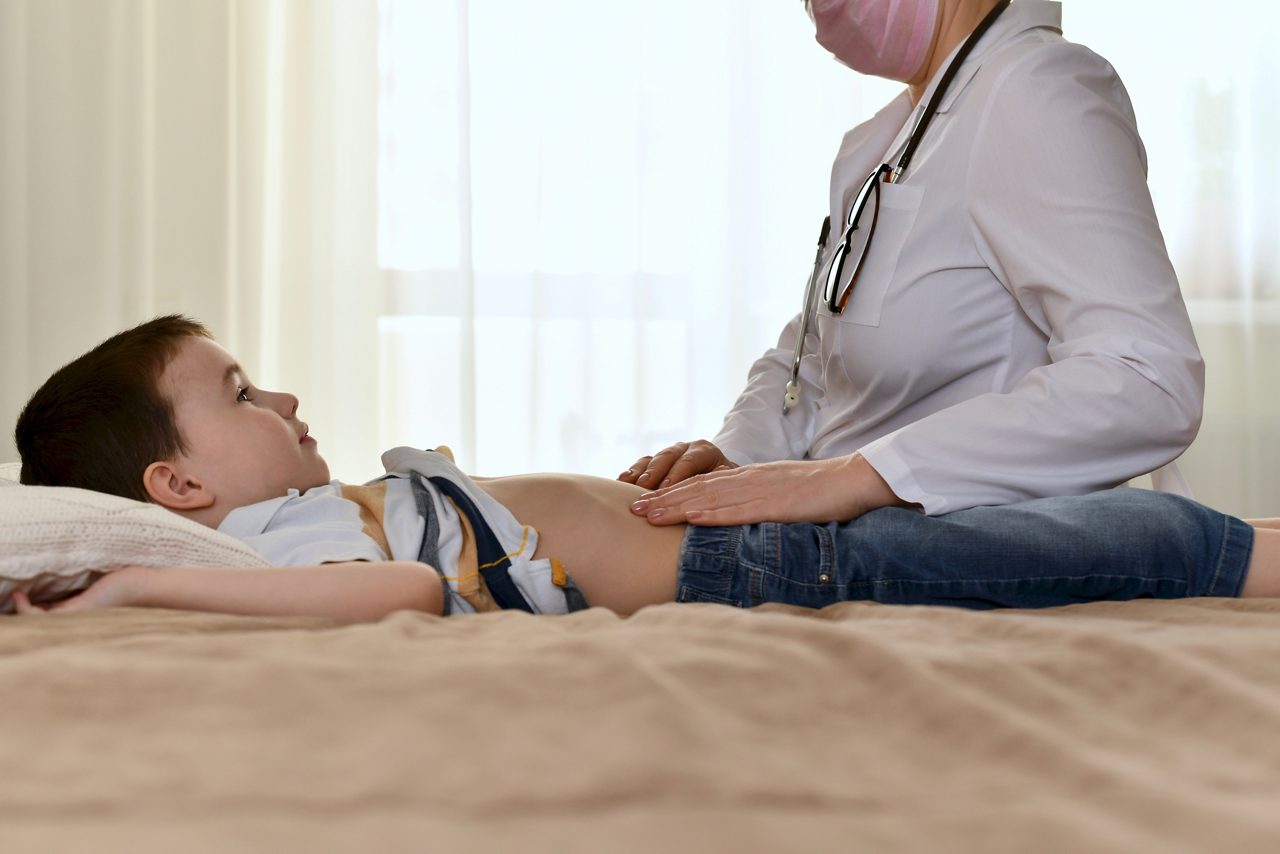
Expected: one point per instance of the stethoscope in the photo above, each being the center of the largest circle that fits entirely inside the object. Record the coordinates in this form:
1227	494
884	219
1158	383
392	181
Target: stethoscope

◆ ◆ ◆

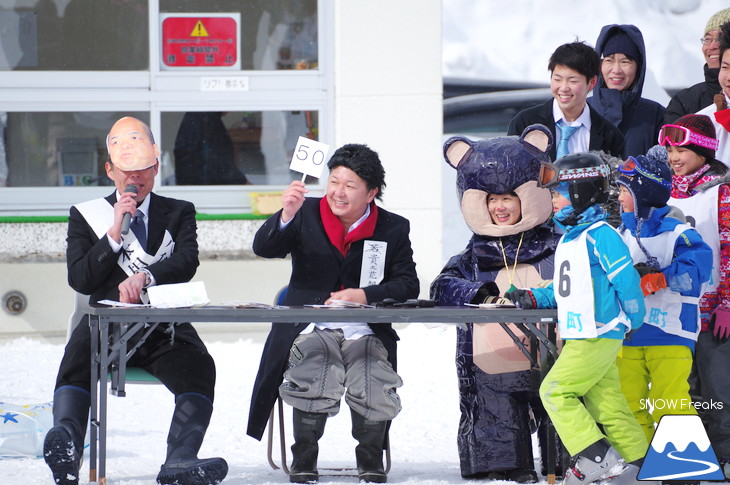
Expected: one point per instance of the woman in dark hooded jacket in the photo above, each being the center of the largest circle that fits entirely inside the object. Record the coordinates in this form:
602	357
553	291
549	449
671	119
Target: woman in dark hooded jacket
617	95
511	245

◆ ◆ ◆

▸ **PROBLEM TO WORK ON**: Repeat the lines from the one with "Expected: one point per instance of the stethoscope" to the one with "Target: stethoscope", switching "coordinates" to "positions" and leaving everything else unchanged. Give only those lines.

▸ **TASK OUTPUT**:
Expected: one point per instance of the stethoscope in the photo above, each being the center of the largest circle that fits entirely inside the object. Record the positions in this form:
1227	494
884	219
1158	383
392	181
Target: stethoscope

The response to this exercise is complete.